Written request: Pick out every line in the data below that contains the string "pickup", with case counting, and copy those lines unchanged.

Provided records:

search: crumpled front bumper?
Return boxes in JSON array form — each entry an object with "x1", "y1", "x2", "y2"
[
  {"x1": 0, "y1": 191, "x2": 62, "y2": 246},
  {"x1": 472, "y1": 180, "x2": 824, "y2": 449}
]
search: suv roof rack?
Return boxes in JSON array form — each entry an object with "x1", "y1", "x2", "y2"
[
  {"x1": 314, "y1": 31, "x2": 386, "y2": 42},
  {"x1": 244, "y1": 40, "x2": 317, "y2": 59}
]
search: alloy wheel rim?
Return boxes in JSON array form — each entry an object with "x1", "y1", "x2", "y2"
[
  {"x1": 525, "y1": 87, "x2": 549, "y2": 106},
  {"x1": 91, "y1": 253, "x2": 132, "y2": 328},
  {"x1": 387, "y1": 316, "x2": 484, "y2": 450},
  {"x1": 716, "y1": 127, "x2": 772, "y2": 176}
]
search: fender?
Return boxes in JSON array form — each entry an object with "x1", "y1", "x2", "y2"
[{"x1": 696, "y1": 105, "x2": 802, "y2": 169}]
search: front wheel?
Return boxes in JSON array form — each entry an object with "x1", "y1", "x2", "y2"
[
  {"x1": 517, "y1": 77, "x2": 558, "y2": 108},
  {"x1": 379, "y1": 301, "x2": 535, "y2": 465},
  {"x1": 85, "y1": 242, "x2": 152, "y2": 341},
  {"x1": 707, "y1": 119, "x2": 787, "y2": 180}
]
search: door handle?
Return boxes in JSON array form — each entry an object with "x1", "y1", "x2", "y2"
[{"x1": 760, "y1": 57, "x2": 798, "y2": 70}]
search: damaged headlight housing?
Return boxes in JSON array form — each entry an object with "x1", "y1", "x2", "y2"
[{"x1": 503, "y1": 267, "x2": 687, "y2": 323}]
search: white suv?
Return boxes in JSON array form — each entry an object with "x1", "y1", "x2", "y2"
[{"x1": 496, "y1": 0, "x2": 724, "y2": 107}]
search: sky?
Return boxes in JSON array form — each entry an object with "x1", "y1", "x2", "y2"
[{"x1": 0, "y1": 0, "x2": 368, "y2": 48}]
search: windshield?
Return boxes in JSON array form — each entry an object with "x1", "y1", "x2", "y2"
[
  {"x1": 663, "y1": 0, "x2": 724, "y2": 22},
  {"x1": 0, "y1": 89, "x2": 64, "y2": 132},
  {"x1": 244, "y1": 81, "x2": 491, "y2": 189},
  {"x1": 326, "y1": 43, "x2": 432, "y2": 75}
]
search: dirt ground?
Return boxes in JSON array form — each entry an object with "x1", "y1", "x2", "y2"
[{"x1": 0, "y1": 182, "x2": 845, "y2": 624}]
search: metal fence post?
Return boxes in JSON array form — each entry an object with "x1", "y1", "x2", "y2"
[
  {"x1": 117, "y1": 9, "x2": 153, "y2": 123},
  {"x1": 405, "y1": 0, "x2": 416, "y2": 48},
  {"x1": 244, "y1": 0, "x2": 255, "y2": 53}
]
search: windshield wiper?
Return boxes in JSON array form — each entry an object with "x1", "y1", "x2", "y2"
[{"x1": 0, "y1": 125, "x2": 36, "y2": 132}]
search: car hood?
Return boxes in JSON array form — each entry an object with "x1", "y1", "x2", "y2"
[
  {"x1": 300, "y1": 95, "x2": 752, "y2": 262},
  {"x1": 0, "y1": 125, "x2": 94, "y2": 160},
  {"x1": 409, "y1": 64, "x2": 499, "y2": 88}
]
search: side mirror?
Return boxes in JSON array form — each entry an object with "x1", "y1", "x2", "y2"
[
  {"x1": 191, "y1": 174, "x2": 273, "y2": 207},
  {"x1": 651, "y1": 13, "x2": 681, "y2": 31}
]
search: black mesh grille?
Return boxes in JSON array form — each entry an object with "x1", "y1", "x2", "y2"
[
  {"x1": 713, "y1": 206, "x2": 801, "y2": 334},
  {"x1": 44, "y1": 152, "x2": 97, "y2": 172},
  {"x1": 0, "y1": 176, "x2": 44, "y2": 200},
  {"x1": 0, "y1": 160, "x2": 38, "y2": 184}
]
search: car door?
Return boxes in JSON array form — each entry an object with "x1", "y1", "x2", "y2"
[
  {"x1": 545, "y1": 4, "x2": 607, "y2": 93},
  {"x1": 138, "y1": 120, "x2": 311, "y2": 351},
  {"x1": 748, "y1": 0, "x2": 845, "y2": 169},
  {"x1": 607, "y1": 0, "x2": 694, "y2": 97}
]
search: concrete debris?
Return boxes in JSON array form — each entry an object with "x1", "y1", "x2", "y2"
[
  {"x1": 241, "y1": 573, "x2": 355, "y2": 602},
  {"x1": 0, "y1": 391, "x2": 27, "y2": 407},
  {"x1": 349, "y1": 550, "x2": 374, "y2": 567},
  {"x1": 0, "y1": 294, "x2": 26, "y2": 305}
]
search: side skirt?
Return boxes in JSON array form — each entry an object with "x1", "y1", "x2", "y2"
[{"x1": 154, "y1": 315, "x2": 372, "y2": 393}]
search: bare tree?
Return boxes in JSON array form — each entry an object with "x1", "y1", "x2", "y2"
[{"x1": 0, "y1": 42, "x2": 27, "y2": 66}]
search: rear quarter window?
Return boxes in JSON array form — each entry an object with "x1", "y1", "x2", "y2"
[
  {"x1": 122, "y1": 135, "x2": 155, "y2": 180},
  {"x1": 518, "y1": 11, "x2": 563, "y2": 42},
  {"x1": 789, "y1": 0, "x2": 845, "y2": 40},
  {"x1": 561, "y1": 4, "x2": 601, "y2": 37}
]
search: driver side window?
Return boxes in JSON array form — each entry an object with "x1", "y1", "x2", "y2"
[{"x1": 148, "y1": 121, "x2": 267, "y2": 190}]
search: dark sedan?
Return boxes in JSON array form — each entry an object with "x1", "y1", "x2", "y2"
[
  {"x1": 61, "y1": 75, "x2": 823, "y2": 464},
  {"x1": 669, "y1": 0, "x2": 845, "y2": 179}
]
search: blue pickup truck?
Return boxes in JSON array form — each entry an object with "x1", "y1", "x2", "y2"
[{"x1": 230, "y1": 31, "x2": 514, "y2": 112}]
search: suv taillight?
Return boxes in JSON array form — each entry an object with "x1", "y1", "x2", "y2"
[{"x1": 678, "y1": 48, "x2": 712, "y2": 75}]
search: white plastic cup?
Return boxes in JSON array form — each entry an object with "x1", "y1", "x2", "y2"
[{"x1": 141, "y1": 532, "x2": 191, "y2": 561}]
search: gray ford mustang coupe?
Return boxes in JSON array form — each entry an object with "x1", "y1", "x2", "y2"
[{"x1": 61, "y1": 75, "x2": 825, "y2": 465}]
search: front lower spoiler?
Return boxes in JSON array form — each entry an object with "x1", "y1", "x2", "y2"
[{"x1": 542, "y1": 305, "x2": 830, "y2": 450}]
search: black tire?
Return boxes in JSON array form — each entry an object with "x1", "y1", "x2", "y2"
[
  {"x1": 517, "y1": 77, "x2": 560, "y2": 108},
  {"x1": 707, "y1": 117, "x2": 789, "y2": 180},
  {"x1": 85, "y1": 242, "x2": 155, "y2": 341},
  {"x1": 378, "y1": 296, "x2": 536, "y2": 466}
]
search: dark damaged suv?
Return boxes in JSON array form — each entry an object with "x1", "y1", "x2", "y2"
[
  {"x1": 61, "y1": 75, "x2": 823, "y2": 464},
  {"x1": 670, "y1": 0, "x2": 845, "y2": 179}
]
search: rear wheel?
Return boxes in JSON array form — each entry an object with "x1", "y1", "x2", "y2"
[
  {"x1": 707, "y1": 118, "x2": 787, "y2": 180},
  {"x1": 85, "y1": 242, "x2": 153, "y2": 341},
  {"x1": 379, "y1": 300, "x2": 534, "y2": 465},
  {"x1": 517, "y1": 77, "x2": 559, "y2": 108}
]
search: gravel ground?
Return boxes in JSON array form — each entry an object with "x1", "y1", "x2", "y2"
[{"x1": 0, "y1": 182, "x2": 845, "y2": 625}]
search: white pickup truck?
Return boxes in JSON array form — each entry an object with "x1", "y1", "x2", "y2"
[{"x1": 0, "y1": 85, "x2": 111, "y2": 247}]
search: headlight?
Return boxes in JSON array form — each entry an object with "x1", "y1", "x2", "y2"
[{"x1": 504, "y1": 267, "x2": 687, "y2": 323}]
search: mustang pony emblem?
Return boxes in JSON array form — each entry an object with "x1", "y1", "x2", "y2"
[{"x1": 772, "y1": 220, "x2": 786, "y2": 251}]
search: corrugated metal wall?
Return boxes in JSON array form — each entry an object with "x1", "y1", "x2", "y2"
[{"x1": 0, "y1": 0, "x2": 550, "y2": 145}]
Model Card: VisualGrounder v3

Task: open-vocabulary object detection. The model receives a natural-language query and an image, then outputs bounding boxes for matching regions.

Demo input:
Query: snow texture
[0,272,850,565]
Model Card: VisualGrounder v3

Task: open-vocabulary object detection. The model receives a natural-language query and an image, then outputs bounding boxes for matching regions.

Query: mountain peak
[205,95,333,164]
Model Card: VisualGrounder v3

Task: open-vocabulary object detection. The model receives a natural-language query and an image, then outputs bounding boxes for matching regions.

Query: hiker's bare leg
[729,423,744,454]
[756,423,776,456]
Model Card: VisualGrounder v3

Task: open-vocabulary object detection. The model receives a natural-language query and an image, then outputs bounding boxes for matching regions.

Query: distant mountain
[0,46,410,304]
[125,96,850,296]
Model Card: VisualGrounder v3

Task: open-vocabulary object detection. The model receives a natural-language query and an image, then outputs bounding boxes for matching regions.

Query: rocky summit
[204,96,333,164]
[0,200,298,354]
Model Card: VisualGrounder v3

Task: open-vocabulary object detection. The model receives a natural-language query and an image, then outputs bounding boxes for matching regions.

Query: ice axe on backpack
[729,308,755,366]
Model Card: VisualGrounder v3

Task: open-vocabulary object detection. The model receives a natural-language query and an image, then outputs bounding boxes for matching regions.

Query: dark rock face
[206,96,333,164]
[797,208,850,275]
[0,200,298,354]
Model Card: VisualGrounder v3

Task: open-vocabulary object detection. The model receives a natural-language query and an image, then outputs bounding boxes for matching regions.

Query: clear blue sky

Answer to the exercise:
search: blue pickup truck?
search: white pickup truck?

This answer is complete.